-- INFORMATION GIVEN start --

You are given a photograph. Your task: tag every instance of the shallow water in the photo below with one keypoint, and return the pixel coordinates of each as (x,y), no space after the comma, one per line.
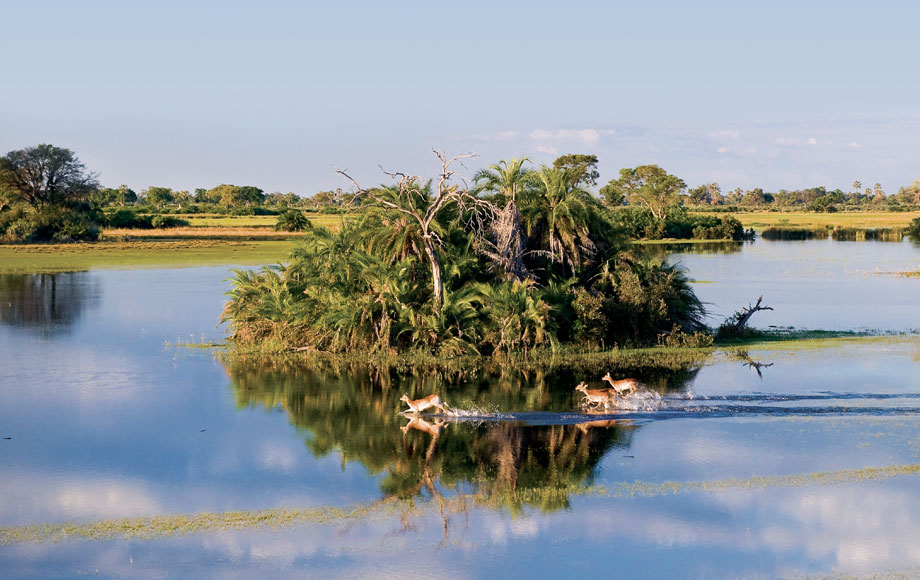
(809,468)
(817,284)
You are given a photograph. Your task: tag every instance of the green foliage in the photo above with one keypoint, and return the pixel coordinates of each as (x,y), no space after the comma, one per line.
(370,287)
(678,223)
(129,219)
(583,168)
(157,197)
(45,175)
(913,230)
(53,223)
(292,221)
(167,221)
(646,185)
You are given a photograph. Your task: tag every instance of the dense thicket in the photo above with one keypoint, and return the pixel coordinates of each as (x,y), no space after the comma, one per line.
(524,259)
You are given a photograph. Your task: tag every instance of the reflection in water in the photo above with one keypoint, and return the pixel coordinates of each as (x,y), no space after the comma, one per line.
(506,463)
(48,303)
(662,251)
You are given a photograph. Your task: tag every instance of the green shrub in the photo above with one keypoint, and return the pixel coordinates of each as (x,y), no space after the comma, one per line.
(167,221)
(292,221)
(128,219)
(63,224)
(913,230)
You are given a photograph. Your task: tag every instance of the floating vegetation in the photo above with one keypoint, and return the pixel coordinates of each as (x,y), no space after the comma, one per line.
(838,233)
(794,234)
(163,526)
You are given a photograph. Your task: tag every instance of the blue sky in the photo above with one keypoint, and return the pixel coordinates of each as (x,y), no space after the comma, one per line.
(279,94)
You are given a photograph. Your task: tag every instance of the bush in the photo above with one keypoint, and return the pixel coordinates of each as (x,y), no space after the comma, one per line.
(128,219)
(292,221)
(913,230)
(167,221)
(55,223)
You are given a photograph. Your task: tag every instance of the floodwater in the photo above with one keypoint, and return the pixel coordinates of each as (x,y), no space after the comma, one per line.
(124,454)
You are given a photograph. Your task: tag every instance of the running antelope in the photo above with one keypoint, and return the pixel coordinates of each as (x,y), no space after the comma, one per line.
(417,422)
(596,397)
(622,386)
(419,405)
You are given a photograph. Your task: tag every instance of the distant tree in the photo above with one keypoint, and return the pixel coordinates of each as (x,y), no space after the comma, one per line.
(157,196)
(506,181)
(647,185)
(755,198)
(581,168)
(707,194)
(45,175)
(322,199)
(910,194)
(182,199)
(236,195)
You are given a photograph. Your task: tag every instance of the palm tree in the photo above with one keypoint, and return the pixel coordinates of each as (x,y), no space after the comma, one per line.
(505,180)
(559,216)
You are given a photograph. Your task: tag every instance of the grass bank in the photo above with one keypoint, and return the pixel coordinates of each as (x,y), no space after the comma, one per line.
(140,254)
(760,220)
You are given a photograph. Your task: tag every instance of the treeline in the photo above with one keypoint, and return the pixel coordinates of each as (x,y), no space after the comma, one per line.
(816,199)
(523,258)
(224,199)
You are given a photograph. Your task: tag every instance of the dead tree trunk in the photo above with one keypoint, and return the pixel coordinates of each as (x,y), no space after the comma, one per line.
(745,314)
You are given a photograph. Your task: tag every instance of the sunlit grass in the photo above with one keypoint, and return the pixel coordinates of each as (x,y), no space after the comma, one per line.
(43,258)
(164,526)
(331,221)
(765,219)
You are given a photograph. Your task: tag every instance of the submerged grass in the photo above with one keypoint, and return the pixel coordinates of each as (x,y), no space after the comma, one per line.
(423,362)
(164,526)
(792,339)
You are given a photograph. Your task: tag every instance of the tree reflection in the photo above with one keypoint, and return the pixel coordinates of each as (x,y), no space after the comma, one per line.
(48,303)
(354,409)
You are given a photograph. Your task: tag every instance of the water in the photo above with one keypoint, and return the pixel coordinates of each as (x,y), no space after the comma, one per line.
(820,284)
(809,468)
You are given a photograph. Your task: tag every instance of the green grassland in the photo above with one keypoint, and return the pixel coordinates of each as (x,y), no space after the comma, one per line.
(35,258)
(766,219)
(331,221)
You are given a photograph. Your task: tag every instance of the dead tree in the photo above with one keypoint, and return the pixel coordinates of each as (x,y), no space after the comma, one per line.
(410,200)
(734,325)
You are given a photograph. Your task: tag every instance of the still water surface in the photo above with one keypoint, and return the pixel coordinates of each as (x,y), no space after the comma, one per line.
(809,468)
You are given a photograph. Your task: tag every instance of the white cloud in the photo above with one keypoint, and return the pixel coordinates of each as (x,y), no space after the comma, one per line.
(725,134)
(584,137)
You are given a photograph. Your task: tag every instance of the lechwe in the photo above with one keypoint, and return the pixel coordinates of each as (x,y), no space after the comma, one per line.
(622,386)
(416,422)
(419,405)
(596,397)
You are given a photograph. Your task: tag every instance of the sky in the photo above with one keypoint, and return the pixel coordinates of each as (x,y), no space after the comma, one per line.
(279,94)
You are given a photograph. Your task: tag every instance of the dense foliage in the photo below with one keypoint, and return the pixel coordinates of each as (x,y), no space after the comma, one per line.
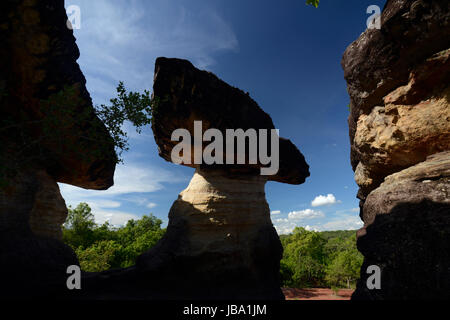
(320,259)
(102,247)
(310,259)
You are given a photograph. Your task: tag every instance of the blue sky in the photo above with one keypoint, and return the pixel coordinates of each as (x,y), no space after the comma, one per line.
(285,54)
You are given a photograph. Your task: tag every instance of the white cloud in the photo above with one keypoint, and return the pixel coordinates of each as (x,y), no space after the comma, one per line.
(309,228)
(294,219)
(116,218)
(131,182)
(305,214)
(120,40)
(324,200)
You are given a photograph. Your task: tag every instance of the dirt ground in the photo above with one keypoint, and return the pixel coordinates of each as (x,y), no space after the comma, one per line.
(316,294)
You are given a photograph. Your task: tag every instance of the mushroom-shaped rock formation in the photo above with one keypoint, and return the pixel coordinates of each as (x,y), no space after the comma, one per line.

-- INFORMATION GIVEN end --

SHORT TASK: Return the listing above word for word, with the pictures removed.

EXERCISE OUTPUT:
You are given a photograph. Your task: tag every instance of the shallow water in the photo below with one keypoint, and return the pixel coordinates of each as (x,y), no space after the comma, one per line.
(809,468)
(817,284)
You are given a photograph. Your task: tag every instance of the green foliage in the photo above with one keypoint, and return the pixel coordinates of each as (x,y), no space after the comma, one per line.
(370,287)
(678,223)
(129,219)
(583,168)
(157,197)
(45,175)
(913,230)
(53,223)
(292,221)
(167,221)
(646,185)
You are given a photograph. Your task: tag every instance of the dense thicket in the photo above with one keypoint, and return the pixel coordinates of each as (x,y), no space after the comma, one per line.
(524,259)
You are given a photograph. Your task: tag every instance of the reflection in water in the photo above with one keypoint, and return the pixel coordinates of each as (x,y), no space after the comma, one per line.
(506,463)
(48,303)
(662,251)
You are given a photograph. Your task: tag every instance of the green shrub in the photo above with one keypoint, and return the pixel coordinates of each as (x,y), no space after the comma, one per line.
(167,221)
(292,221)
(128,219)
(63,224)
(913,230)
You are given a photograph. Your task: tag every instance of the floating vegetation in the photo above with one keypoint, and return the pixel coordinates of each as (x,y), no space after the comma, one per line.
(838,233)
(794,234)
(163,526)
You are given a photograph. Your task: tag every instance of the blue sky in the photo above with one keypoint, and return the pixel coordinates of each as (x,y), no space after the comma, one per line.
(279,94)
You are given a photograph. Your task: tag every instance of the bush in the photo above with one keypoint, and return the pixel coordinates of each as (x,y), no space after the comma, one per line.
(128,219)
(292,221)
(913,230)
(167,221)
(55,223)
You are given a photograph. Your task: tag every instance of the floodwater in the photo above with one keypoint, and return the pixel coordinates of each as (x,y), no space after the comma, one per line.
(124,454)
You are given a photograph. Your task: tag every instance of the running antelope in the photo above with one keypoint, and return the pixel coordinates of each as (x,y), no space after the comma, one per line.
(417,422)
(596,397)
(622,386)
(419,405)
You are given a photograph. Your task: tag every instance of the distant tree in the photo above with one keypoint, and return the pixel coordinates of each as (x,y), no space after the comma, one per line.
(157,196)
(506,181)
(647,185)
(755,198)
(581,168)
(707,194)
(45,175)
(322,199)
(910,194)
(182,199)
(236,195)
You are given a photograph. Your task: tag every instance of the palm tree in the photo above with one keypoint, and return the pixel coordinates of each as (x,y), no space after the comma, one per line.
(505,180)
(559,216)
You are given a photograph. Your task: tag every instance of the grass bank in the photo above with one keypoint, and return the pixel coordinates of each as (x,y), no space after the comma, one per line.
(140,254)
(760,220)
You are given a photograph. Your task: tag every instance of the treeline in the photo above with one keypoint, and return the pixel coordinates of each as (x,y), no space after the comma, one per line.
(816,199)
(523,258)
(224,199)
You are given a photograph. Your task: tag every instance of the dead tree trunk in the photo above with one keypoint, and return the pixel coordinates of each as (x,y), no space after the comma, one per line.
(745,314)
You are given a photograph. Your task: tag every instance of the sunlit grass in the photo above with one keypoint, and return the pixel coordinates of each as (x,y), no space after the comma, one per line.
(43,258)
(164,526)
(331,221)
(765,219)
You are given a photograph. Your task: tag every instance of the submerged grass in the photo above with one keypoint, and return the pixel coordinates of each as (x,y), no space after the comma, one per line.
(423,362)
(164,526)
(792,339)
You are given a photograph. Your task: tag every instance of the tree reflection in the photo above with one keypoint, and return the pixel coordinates of each as (x,y), no space after the comma, one per line.
(48,303)
(354,409)
You are given a photograph. Your task: tag every instance of the water in the photo above with one keypoint, and return the pixel coordinates of each as (x,y), no space after the comma, one per line.
(820,284)
(809,468)
You are given a photograph. Your task: tag every instance of the green grassland in the photo above with one keypoint, and return the pixel coordinates of each as (x,y), no space after the comma, one per line.
(35,258)
(766,219)
(331,221)
You are given a photograph. Your task: tag every instance of the dead tree in the photo above with one keypoint, and return the pixel coordinates of each as (x,y), no space after the comma, one per line.
(410,200)
(734,325)
You are given a photograph. Your task: tag every instance of the still water surface in the photo above with one keypoint, and return the pixel coordinates of each as (x,y), no space after the comma, one per line.
(809,468)
You are given a photograph. Your task: tag every instance of the white cloud in the photo above with one keypoint, and return the pixel coordinates of each as (x,y), no space after the comma, one per line.
(725,134)
(584,137)
You are given a photograph. Your task: tag every instance of the lechwe in the photo above with one keypoint, and return the pixel coordinates of each as (x,y), no space after the comma, one per line.
(622,386)
(416,422)
(419,405)
(596,397)
You are given a photograph. Your task: tag every instance of the sky in the photo above with one keypoint, and return the pixel coordinates of each as (x,y), no space after the comma, one per line.
(279,94)
You are given a photograph. Your task: tag every instance of the dense foliage in the photo below with one keypoint, and return the pixel coordinates of each as (x,y), no space after the comma, one per line.
(320,259)
(102,247)
(310,259)
You are given a photograph. Your task: tag every instance of the blue sky in the photo above with one keypoint, and return the pixel coordinates of each as (x,y), no space after the comma, one per line.
(285,54)
You are given a photograph. Your task: tag every instance of the white cloud in the photo above with one keypoint, and return the pixel coordinates of each as (x,y), no space after the comma, one per line.
(309,228)
(294,219)
(116,218)
(131,182)
(305,214)
(120,40)
(324,200)
You are given a photograph. Your task: tag every instance of the dirt ground in the photo above with one keypoint, and return the pixel coordinates of each as (x,y), no space after the comma, one per line.
(316,294)
You are given a photograph. Your task: tag every instance of the mushroom-shaped rock formation in the photo above with one keypoint, and return the pixel coordinates of each as (x,y), no space after the comma, one per line.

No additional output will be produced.